Supplied records:

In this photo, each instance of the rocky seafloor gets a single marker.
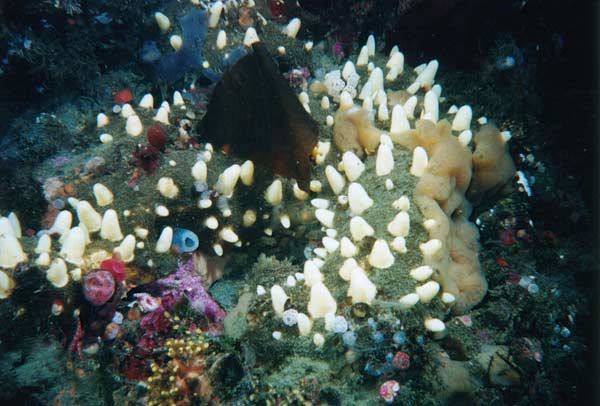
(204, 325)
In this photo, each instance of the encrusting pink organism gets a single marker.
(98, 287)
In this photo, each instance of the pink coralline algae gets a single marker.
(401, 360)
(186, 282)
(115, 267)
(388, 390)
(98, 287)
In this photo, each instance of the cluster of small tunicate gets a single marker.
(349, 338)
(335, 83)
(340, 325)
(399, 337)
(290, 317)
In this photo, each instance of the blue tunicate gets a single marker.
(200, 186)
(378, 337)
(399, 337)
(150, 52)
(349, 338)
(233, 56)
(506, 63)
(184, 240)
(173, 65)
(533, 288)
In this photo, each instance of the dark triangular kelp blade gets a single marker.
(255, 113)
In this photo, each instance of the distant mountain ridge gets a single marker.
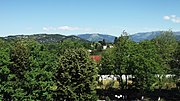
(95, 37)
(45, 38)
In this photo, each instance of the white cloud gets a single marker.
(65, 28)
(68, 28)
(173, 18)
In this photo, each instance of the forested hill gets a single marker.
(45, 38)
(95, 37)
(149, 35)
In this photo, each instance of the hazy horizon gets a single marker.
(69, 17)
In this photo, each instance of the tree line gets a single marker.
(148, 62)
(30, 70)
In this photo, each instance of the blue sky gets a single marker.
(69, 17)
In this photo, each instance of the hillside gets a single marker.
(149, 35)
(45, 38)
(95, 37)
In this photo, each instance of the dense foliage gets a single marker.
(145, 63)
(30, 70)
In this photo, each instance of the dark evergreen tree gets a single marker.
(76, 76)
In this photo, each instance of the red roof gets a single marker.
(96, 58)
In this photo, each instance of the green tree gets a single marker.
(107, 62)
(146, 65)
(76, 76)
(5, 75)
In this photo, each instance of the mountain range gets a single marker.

Task description:
Where the line containing "In this photo, each instance of the dense" appears, start copying, and go on exactly through the last line of the data.

Task response:
In this photo, each instance of the dense foliage gets a single marker.
(145, 63)
(30, 70)
In this photo, each instance of the dark evergreen tree gets a single marker.
(76, 76)
In this photo, each instance of the red roof gets a single marker.
(96, 58)
In this photo, each instance of the green tree gets a single marker.
(107, 62)
(146, 65)
(76, 76)
(5, 75)
In this photo, each instance of the mountain range gets a single marker.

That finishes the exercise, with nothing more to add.